Start of Document text

Following talks with all interested parties, the executive board and the supervisory board of Stada Arzneimittel AG received legally binding transaction offers from two consortia for a public tender offer only subject to the approval of the executive board for all outstanding shares of Stada Arzneimittel AG.
Both transaction offers provide for the conclusion of an investor agreement that was worked out as part of the structured bidding process between Stada and each potential bidder. Among other things, the agreement would include protection provisions for employees, production sites and the corporate strategy, the company reported.
With a total value of Euro 66.00 per Stada share, consisting of the offer price of Euro 65.28 plus an expected dividend of Euro 0.72 to be paid by Stada during the offer period, Bain Capital and Cinven have presented the most financially appealing offer.
The offer corresponds to an approximate 48.9 percent premium in relation to the share price on December 9, 2016, the price reached before the first specific rumors about a takeover surfaced, and an approximate 19.6 percent premium on the volume-weighted average share price over the past three months. The offer estimates Stada’S equity value at approximately Euro 4.109 billion and the company’s value at about Euro 5.318 billion.
Bain Capital and Cinven envision a minimum acceptance threshold of 75 percent, further usual conditions, and an offer period of six weeks.

End of Document text

» Task to complete:
Answer these questions using the Stada takeover text:
1. What total value per Stada share does the Bain Capital and Cinven offer carry?
2. What minimum acceptance threshold do Bain Capital and Cinven envision?
3. What three areas would the investor agreement's protection provisions cover?

Start of Data for review

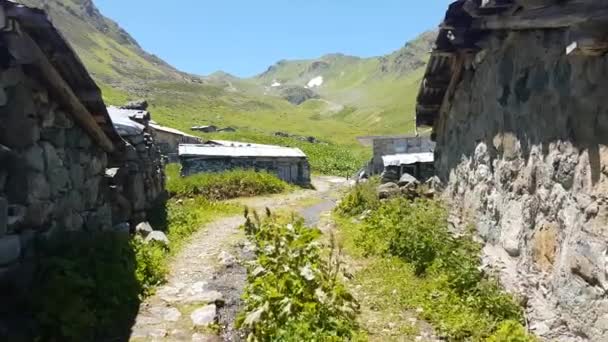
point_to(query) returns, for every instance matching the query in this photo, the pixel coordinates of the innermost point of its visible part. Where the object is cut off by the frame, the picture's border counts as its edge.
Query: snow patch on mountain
(315, 82)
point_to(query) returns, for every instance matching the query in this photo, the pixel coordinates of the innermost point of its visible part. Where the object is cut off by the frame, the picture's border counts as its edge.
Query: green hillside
(358, 96)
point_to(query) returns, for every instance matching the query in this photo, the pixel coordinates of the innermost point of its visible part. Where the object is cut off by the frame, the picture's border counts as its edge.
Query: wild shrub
(360, 198)
(85, 286)
(222, 186)
(457, 296)
(294, 293)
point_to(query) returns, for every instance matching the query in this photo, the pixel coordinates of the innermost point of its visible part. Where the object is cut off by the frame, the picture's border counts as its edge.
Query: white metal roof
(228, 143)
(121, 118)
(408, 158)
(197, 150)
(171, 130)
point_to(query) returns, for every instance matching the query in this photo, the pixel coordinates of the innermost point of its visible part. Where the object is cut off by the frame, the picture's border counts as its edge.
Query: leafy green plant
(222, 186)
(85, 286)
(363, 196)
(293, 292)
(446, 282)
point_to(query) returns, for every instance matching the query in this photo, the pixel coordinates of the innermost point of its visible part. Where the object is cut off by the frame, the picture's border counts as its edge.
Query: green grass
(293, 291)
(413, 262)
(223, 186)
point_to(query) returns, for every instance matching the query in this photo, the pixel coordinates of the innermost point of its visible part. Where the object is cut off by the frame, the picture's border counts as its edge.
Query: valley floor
(207, 277)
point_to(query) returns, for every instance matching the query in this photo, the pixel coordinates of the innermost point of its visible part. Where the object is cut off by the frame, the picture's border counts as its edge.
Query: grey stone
(10, 249)
(204, 297)
(226, 259)
(55, 136)
(144, 229)
(59, 181)
(3, 216)
(407, 179)
(157, 237)
(62, 120)
(38, 213)
(123, 228)
(388, 190)
(77, 176)
(204, 316)
(16, 216)
(52, 160)
(38, 187)
(34, 158)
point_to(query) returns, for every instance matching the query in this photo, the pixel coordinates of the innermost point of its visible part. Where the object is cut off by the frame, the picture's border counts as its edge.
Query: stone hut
(137, 180)
(169, 139)
(383, 146)
(516, 94)
(56, 138)
(289, 164)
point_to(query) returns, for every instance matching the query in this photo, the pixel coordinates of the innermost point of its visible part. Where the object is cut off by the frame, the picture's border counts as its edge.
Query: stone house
(205, 129)
(289, 164)
(56, 138)
(383, 146)
(516, 94)
(137, 181)
(169, 139)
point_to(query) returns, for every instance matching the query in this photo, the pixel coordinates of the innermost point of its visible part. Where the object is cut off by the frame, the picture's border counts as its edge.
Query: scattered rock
(172, 315)
(205, 338)
(388, 190)
(10, 249)
(144, 229)
(408, 180)
(158, 237)
(227, 259)
(123, 228)
(136, 105)
(3, 216)
(204, 316)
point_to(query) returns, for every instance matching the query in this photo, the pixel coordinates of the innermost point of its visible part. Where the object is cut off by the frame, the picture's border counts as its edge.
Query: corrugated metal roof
(229, 143)
(171, 130)
(121, 118)
(188, 150)
(408, 159)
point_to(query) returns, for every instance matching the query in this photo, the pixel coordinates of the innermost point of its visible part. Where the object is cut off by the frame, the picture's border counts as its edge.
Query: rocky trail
(201, 298)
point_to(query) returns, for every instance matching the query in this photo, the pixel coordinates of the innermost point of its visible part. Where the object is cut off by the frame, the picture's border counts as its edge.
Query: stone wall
(137, 178)
(523, 152)
(292, 170)
(397, 145)
(51, 173)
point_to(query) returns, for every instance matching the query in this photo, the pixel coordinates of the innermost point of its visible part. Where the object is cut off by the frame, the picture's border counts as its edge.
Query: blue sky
(244, 37)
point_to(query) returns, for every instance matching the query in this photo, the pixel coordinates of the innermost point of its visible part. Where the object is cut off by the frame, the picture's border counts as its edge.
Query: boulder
(123, 228)
(227, 259)
(136, 105)
(157, 237)
(204, 316)
(407, 179)
(388, 190)
(144, 229)
(10, 249)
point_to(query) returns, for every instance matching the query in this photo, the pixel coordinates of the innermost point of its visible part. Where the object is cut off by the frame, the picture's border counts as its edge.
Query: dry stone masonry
(520, 118)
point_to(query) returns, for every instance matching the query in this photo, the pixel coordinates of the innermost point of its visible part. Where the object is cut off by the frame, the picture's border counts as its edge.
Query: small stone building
(56, 138)
(289, 164)
(169, 139)
(137, 181)
(516, 93)
(383, 146)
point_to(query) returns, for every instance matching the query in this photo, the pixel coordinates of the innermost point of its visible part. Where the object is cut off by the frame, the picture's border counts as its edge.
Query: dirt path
(206, 278)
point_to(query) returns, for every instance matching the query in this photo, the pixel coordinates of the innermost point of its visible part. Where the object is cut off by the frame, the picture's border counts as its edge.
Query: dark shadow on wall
(78, 286)
(539, 99)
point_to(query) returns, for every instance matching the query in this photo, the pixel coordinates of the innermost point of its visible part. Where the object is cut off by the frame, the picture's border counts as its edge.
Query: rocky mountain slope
(335, 97)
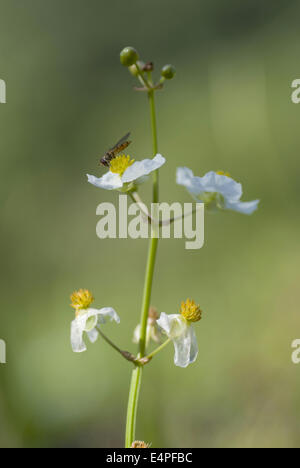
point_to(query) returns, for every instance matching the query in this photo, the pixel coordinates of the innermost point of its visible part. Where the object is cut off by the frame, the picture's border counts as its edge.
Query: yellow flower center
(191, 311)
(223, 173)
(81, 299)
(120, 164)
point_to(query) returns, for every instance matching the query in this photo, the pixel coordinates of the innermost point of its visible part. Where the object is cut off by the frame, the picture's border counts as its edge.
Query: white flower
(215, 190)
(124, 172)
(181, 332)
(86, 321)
(178, 328)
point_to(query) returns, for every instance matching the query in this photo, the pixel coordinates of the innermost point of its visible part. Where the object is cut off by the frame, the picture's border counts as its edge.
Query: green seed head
(129, 56)
(168, 72)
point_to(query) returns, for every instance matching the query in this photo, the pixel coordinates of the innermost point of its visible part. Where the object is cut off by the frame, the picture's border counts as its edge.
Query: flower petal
(108, 181)
(186, 348)
(141, 168)
(183, 336)
(242, 207)
(77, 343)
(173, 325)
(81, 324)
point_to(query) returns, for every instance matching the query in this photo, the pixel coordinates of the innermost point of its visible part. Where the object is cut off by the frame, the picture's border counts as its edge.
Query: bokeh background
(68, 99)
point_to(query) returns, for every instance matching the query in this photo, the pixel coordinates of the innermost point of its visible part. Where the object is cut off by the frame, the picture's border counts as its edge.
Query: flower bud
(191, 311)
(129, 56)
(168, 72)
(133, 68)
(139, 444)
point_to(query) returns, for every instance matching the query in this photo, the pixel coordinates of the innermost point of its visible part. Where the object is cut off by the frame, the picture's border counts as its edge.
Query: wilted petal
(84, 323)
(186, 348)
(142, 168)
(108, 314)
(109, 181)
(93, 335)
(183, 337)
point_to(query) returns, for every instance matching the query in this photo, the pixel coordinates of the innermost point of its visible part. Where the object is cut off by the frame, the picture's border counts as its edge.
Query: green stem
(137, 372)
(128, 356)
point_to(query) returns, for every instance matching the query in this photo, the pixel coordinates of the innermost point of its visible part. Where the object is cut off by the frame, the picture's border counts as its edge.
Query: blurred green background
(68, 99)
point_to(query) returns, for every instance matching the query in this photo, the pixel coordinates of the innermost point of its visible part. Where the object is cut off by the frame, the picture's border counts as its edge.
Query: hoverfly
(115, 150)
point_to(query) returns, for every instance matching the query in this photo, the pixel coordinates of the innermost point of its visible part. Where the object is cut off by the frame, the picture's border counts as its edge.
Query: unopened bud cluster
(129, 57)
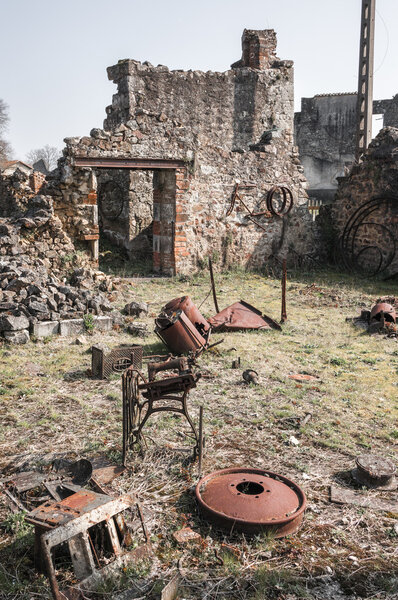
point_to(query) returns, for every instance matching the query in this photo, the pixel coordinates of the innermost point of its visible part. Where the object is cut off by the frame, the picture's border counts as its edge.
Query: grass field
(49, 406)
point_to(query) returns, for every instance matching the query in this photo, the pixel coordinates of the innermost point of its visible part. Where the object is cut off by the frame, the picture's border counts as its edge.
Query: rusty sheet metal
(242, 315)
(387, 310)
(251, 500)
(76, 533)
(178, 333)
(52, 514)
(375, 471)
(192, 312)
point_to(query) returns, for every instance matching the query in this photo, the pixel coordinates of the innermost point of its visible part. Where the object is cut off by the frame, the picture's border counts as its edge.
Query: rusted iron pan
(178, 333)
(375, 471)
(104, 363)
(242, 315)
(383, 310)
(129, 163)
(192, 312)
(347, 496)
(251, 501)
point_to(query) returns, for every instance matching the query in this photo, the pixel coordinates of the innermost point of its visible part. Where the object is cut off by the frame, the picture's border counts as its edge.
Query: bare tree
(49, 155)
(5, 148)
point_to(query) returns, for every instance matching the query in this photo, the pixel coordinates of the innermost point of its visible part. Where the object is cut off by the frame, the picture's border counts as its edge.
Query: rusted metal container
(190, 309)
(387, 309)
(178, 333)
(251, 501)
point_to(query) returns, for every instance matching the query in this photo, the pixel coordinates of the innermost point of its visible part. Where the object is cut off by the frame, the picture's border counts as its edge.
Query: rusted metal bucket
(387, 309)
(178, 333)
(251, 501)
(190, 309)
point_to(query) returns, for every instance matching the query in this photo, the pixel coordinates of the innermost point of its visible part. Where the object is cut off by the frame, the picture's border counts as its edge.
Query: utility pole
(365, 78)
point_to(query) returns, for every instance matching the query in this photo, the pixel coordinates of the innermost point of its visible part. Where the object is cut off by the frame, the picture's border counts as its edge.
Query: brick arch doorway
(169, 186)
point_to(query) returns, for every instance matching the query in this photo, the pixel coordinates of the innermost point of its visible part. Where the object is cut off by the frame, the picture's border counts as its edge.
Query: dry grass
(340, 552)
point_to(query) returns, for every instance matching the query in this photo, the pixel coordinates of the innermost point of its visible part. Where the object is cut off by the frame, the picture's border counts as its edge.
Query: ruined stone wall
(373, 237)
(224, 127)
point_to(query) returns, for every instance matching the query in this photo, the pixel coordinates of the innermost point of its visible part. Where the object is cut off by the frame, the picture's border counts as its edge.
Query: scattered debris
(250, 376)
(186, 536)
(105, 361)
(347, 496)
(251, 500)
(375, 472)
(303, 377)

End of Data for review

» Exercise result:
1. Euro 66.00 per share
2. 75 percent
3. Employees, production sites and the corporate strategy